What you are asked to do:
Examine the records and identify each line that includes the string "stripe". Copy those lines.

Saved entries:
○ ○ ○
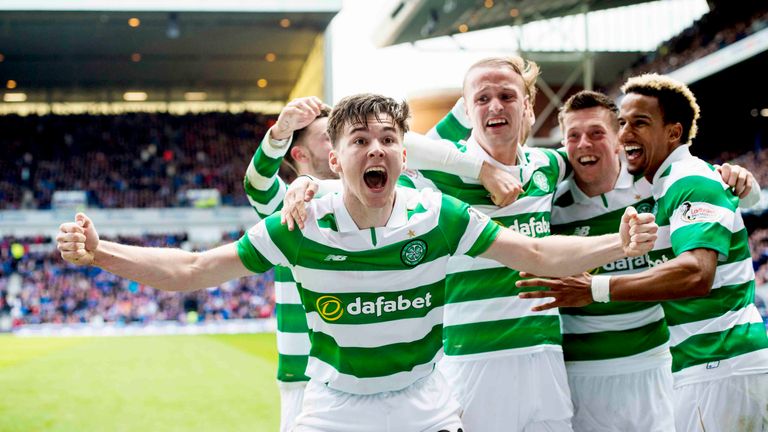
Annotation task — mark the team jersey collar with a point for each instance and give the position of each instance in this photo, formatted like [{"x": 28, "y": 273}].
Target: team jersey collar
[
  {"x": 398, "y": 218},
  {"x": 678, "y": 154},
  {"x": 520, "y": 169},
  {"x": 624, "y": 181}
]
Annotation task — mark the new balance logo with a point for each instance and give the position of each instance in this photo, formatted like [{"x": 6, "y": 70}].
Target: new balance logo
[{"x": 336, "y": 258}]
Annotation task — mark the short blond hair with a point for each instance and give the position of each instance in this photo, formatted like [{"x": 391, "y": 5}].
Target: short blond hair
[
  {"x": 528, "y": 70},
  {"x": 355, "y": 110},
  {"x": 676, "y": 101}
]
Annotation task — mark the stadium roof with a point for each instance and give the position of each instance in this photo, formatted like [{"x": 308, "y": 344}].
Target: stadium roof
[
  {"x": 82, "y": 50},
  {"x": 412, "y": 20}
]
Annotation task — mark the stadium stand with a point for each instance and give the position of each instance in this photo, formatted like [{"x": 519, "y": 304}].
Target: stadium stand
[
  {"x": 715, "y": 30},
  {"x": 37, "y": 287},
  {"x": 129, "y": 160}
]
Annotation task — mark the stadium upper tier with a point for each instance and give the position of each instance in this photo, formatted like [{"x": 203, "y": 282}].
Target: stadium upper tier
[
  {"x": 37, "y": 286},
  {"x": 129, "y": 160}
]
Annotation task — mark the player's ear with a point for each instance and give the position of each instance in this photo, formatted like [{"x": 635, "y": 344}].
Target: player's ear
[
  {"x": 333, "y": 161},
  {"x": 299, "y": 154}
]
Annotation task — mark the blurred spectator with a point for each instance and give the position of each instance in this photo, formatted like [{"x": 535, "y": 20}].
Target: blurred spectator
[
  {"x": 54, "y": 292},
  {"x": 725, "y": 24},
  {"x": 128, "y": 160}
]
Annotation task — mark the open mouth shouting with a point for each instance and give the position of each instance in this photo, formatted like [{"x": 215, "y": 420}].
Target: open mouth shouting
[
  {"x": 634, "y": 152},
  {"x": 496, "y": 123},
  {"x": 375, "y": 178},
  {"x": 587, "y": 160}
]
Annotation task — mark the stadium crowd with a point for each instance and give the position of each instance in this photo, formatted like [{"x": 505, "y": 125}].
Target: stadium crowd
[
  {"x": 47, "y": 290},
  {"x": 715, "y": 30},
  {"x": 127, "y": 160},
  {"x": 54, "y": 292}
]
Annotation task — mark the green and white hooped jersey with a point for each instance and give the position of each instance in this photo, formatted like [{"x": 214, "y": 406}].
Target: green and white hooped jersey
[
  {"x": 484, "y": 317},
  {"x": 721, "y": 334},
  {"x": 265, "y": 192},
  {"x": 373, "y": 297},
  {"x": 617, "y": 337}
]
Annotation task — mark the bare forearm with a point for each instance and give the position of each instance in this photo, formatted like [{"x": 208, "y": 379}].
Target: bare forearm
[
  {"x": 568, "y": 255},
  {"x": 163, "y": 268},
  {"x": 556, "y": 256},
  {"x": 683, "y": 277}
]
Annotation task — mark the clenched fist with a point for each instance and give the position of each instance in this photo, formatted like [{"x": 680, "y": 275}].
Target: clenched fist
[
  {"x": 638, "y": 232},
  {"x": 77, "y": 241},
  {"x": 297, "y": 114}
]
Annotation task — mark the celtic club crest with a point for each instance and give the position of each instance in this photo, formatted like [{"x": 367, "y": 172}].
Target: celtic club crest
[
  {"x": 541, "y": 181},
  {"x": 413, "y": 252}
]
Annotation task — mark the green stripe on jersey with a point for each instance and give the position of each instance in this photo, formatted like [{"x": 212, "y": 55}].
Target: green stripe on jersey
○ ○ ○
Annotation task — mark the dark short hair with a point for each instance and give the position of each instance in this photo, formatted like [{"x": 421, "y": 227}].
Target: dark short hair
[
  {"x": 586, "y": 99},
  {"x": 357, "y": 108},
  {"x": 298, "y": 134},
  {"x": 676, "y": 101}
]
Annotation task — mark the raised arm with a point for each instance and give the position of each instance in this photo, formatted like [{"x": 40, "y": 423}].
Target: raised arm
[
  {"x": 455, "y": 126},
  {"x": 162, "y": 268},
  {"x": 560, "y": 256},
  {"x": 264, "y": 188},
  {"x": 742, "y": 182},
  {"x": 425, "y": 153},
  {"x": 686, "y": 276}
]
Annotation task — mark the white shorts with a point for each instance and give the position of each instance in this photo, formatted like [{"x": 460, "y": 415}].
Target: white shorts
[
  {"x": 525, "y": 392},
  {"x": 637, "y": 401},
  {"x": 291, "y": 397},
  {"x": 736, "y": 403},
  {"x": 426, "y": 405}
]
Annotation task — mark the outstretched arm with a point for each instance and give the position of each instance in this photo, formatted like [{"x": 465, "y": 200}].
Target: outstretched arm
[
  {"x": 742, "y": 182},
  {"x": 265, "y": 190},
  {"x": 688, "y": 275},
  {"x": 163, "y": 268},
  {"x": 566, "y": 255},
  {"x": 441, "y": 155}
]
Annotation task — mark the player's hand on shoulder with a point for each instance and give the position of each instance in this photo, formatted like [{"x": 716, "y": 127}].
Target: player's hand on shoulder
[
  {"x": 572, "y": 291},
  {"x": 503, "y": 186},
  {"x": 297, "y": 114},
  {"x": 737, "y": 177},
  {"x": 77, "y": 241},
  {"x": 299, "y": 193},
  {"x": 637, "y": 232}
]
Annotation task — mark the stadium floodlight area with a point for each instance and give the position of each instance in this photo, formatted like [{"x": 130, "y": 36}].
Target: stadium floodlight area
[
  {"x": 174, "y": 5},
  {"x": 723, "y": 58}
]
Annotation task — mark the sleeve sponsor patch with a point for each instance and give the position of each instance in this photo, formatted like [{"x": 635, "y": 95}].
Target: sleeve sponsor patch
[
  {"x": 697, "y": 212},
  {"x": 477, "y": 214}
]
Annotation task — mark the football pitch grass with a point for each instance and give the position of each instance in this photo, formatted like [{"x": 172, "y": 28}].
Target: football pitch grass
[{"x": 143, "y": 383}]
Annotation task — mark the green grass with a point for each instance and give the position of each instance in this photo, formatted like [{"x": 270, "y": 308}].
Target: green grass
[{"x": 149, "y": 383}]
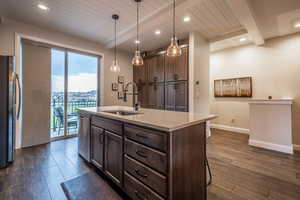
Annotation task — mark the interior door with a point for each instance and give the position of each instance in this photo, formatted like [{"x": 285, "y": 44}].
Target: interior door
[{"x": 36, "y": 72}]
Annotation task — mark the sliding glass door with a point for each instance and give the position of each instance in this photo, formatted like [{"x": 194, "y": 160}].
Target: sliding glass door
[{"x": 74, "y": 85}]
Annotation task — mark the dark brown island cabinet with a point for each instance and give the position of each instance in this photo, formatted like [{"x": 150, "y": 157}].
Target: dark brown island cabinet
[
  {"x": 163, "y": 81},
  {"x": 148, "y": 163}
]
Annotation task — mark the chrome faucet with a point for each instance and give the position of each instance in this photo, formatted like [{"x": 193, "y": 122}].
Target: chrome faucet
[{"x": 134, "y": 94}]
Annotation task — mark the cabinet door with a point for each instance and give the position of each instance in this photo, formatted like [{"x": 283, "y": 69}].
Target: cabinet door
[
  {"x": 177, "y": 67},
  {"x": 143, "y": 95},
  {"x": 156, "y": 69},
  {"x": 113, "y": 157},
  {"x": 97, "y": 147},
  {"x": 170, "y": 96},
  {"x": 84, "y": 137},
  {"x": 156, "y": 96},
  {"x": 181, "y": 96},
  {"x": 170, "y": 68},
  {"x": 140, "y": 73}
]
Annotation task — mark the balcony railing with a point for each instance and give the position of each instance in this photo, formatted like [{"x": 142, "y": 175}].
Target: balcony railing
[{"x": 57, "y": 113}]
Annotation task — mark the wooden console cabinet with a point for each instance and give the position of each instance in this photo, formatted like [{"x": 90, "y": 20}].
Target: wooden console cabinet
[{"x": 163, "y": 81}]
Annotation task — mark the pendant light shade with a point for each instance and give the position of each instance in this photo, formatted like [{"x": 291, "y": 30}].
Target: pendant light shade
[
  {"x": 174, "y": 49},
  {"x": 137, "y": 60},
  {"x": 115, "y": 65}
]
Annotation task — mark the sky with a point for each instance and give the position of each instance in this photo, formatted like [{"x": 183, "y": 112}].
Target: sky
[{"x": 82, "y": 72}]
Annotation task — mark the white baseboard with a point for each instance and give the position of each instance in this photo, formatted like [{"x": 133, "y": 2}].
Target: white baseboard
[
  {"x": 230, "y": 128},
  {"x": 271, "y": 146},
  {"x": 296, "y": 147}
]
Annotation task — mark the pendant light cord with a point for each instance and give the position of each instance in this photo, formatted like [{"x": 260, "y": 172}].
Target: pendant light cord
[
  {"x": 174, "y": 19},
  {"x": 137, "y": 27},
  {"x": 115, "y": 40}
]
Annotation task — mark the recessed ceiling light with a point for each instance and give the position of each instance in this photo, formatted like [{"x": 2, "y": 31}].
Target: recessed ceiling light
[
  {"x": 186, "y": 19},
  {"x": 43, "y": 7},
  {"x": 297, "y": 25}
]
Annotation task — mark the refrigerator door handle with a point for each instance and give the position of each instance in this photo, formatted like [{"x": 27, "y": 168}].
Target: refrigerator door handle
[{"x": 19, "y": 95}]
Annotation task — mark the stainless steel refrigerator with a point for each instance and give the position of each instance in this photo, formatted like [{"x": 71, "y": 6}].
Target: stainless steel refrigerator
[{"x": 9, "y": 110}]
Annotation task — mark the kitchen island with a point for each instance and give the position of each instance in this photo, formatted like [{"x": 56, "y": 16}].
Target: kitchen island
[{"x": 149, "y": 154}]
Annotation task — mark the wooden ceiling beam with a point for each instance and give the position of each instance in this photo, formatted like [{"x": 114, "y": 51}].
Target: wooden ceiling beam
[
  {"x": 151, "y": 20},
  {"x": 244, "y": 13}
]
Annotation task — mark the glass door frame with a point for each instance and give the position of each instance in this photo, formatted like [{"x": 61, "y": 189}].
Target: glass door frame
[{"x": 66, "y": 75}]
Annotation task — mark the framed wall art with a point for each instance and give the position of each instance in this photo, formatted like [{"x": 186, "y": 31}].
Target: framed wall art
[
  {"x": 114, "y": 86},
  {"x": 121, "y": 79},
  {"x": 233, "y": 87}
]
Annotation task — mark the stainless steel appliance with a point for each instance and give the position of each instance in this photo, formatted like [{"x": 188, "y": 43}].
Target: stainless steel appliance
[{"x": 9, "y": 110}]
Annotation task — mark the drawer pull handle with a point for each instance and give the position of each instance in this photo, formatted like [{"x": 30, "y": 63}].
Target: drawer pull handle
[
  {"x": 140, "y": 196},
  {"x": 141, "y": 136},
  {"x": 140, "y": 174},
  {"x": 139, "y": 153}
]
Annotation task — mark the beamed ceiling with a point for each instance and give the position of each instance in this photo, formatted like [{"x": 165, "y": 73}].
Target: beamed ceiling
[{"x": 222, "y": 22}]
○ ○ ○
Output for this task:
Annotation task — mark the green stripe on jersey with a point for each instance and give the position of each instance in this photo, formatted like [{"x": 212, "y": 55}].
Target: green stripe on jersey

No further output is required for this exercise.